▶ [Richiesta scritta] Ricopia tali e quali le righe che vanno da quella contenente "glare, placing a dot on each." fino all'ultima riga riportata, comprese entrambe.

▶ [Righe riportate]
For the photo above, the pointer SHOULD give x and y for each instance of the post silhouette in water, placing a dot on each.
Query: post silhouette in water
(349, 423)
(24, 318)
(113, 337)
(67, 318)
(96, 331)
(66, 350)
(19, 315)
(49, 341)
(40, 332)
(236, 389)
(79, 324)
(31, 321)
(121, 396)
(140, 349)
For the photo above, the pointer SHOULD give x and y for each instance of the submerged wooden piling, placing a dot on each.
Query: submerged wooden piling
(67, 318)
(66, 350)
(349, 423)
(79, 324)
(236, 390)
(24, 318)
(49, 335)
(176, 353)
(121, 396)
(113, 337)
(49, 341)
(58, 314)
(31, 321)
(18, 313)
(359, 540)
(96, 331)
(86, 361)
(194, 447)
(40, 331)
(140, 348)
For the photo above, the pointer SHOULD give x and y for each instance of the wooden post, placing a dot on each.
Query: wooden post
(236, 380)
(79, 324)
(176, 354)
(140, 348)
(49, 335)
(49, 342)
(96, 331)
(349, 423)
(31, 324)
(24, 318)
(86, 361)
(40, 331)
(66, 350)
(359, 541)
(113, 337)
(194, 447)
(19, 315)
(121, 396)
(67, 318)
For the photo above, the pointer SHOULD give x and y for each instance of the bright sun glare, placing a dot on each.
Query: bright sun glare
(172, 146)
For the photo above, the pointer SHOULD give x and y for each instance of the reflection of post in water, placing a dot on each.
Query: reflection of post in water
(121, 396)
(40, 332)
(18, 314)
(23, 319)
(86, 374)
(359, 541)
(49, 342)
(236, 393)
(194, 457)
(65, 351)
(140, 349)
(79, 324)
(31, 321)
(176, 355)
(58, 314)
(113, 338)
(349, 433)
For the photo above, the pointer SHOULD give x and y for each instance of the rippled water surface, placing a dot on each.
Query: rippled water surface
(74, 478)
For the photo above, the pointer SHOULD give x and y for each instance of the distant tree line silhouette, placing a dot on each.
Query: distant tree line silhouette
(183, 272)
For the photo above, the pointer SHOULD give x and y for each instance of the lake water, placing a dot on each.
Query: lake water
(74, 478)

▶ [Risposta scritta]
For the photo above, the pointer SHOULD give x and y for each instance of the bright sun glare, placing a dot on each.
Query: bright sun glare
(172, 146)
For the photo above, the pointer SHOULD give x and y for each instance of the reflection of post in water, placing a dot on each.
Query: reflection of post in water
(121, 396)
(40, 332)
(18, 314)
(23, 319)
(86, 374)
(359, 541)
(49, 342)
(236, 393)
(194, 457)
(65, 351)
(140, 349)
(79, 324)
(31, 321)
(176, 355)
(58, 314)
(113, 338)
(349, 433)
For the photo above, the pointer SHOULD give x and y for each instance of the rippled water surface, placing a dot on each.
Query: rippled water surface
(74, 478)
For the photo above, the pointer SHOULD give x and y for each instance of the distant tree line silhouette, placing a dot on each.
Query: distant tree line silhouette
(183, 272)
For the photo above, the pointer SHOULD give x and y for each instance of the lake water, placing a dot on each.
Query: lake water
(74, 478)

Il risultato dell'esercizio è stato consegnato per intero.